(Passage provided begins)

This is the most comprehensive, high quality RNA-Seq data set for mature seeds of the problematic crop (Faba bean), and spanning 6 diverse genotypes. This resource will provide a platform for future efforts to characterise the large genome of the species and to improve mechanistic understanding of the economically important seeds of this species [38]. Comparison of the genotype AF01625 with the other genotypes identified 173 genotype-specific transcripts that could serve as candidates for the important Hydration Capacity trait [39-41].
We acknowledge funding from Grains Research & Development Corporation (GRDC) and support from University of Adelaide for the study. Thanks to the faba bean group staff: Ian Roberts, Samuel Catt and Paul Swain for assistance.
We would like to thank Professor Robert Gibson for encouragement on writing the paper. Thanks to Dr Yongle Li, SARDI Gene Function Laboratory for comments on the data analysis.
S Yang, J Paull, M Wilkinson and Y Wang designed the experiment. J Li carried for all sequences data analysis. Yang wrote the first manuscript, Wilkinson made critical revisions and the manuscript was edited by all authors.
The authors declare no competing financial interests.
BioProject ID PRJNA319071 and RNA-Seq (Quantification) data are deposited at National Centre for Biotechnology Information (NCBI) gene bank. Reference number is SRA accession: SRP074308. The faba bean Assembly data deposited in Figshare: The data DOI is: Digital Object Identifier 10.6084/m9.figshare.4910039.

(Passage provided ends)
(Dataset begins)

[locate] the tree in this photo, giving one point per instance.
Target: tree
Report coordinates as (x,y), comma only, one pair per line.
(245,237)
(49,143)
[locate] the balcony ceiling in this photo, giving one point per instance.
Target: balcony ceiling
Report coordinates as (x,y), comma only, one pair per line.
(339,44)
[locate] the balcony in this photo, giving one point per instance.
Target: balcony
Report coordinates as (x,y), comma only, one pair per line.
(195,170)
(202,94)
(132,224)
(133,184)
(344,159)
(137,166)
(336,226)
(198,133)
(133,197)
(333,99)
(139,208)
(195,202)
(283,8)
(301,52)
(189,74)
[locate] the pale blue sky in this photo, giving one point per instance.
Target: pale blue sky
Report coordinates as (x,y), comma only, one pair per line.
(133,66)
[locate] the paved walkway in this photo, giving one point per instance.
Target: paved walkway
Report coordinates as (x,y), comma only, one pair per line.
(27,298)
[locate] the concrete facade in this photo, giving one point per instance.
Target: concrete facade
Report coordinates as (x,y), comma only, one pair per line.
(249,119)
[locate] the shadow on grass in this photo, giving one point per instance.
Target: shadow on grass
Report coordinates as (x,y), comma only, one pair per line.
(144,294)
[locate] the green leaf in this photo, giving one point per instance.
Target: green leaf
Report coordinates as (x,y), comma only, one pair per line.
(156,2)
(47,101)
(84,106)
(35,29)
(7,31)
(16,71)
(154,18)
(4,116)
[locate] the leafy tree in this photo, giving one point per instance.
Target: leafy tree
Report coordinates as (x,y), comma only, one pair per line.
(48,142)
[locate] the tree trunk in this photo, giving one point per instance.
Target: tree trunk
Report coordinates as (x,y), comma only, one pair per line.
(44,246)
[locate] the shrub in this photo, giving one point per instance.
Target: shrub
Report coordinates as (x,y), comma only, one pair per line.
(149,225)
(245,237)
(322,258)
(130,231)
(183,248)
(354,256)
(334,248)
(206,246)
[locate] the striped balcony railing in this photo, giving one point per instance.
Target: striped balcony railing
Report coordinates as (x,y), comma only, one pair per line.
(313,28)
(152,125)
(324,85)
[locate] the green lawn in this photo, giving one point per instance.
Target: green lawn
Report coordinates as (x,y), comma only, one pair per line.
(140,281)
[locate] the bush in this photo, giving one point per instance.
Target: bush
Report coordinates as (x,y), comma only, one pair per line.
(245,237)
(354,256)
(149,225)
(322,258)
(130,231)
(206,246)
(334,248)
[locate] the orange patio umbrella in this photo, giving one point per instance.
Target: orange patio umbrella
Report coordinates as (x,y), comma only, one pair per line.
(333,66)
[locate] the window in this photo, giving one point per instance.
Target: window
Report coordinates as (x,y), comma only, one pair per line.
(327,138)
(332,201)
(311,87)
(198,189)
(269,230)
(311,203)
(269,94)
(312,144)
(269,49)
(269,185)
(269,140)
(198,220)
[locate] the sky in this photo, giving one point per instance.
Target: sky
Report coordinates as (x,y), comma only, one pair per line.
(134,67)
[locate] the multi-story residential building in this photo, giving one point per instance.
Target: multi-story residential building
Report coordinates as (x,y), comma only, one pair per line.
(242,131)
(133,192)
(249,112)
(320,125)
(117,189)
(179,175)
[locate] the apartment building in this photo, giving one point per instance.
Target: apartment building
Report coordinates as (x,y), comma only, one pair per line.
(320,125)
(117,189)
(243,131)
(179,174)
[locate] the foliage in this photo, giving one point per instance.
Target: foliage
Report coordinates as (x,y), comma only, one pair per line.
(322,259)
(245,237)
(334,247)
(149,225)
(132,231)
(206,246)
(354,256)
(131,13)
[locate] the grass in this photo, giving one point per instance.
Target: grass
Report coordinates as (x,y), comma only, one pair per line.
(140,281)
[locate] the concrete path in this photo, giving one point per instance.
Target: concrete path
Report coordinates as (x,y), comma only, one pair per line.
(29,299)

(Dataset ends)

**Exercise requirements:** Write out the faba bean passage word for word, beginning at the words "We would like" and stopping after the words "Object Identifier 10.6084/m9.figshare.4910039.".

**Result of the exercise:**
We would like to thank Professor Robert Gibson for encouragement on writing the paper. Thanks to Dr Yongle Li, SARDI Gene Function Laboratory for comments on the data analysis.
S Yang, J Paull, M Wilkinson and Y Wang designed the experiment. J Li carried for all sequences data analysis. Yang wrote the first manuscript, Wilkinson made critical revisions and the manuscript was edited by all authors.
The authors declare no competing financial interests.
BioProject ID PRJNA319071 and RNA-Seq (Quantification) data are deposited at National Centre for Biotechnology Information (NCBI) gene bank. Reference number is SRA accession: SRP074308. The faba bean Assembly data deposited in Figshare: The data DOI is: Digital Object Identifier 10.6084/m9.figshare.4910039.